++++ Text excerpt

Signed petitions would be due with local clerks by Oct. 9 and with the state elections division by Oct. 23. The timeframe points to a 2026 ballot question, since signed petitions would be needed by Sept. 6 to qualify a question for the 2024 ballot. Even if the signatures were filed early, local clerks, who are readying for the Sept. 3 primary elections, are not required to complete certification until mid-October.
Supporters of the bill say it builds on the state’s effective gun safety laws and marks a response to the U.S. Supreme Court’s Bruen decision, which House Speaker Ron Mariano said “undermined our laws and threatened the safety of our residents.” Senate Majority Leader Cynthia Creem said the law was based on input from law enforcement, gun owners, community advocates and health care workers.
Days after Healey signed the bill, the Gun Owners’ Action League on Aug. 1 filed a federal lawsuit challenging the new law’s licensing regimes for firearm identification cards and licenses to carry. More lawsuits are expected.
“This law is so massive that no court will take it on all at once,” GOAL says on its website. “The law will have to be broken down in chunks by specific subject matter. This will result in several different cases being filed. GOAL has been working for months with several organizations to share the workload.”
The legislation targets ghost guns by requiring the Department of Criminal Justice Information Services to develop and maintain a real-time electronic firearms registration system and requiring that all firearms manufactured or assembled in Massachusetts be registered. It also requires all firearms to be serialized and registered, and prohibits unlicensed individuals from using 3-D printers to manufacture guns. The law also criminalizes the creation, sale or transfer of untraceable firearms, calling for sentences of 12 to 18 months.
According to Healey’s office, the new law also updates the state’s assault weapons ban by expanding the definition of assault weapons to include “known assault weapons and other weapons that function like them with respect to certain features.” It also prohibits possession, transfer, or sale of “assault-style” firearms or large-capacity feeding devices, Healey’s office says.
The new law also prohibits the issuance of a license to carry a machine gun, except for firearms instructors and bona fide collectors, and criminalizes the possession of parts that are intended to make weapons more lethal by adding them to the machine gun statute, Healey’s office said, including automatic parts, bump stocks, rapid-fire trigger activators and trigger modifiers.
Before it was signed by Gov. Healey, the measure passed the House 124-22 and the Senate 35-5, with both votes taken on July 18.
In the 2022 election, Massachusetts voters preserved another state law that was enacted in May of that year and subsequently targeted with a repeal campaign. The law made undocumented immigrants eligible to receive driver’s licenses in Massachusetts.

++++++++
++++ Source material

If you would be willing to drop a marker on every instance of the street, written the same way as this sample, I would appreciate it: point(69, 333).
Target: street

++++++++

_Your tasks_
1. In the text on the Massachusetts gun law, by what votes did the House and the Senate pass the measure?
2. Translate this sentence from the text on the Massachusetts gun law into Spanish: "Days after Healey signed the bill, the Gun Owners’ Action League on Aug. 1 filed a federal lawsuit challenging the new law’s licensing regimes for firearm identification cards and licenses to carry."

_Response list_
1. The House passed it 124-22, and the Senate passed it 35-5.

2. Días después de que Healey firmara el proyecto de ley, la Gun Owners’ Action League presentó el 1 de agosto una demanda federal que impugna los regímenes de licencias de la nueva ley para las tarjetas de identificación de armas de fuego y las licencias de portación.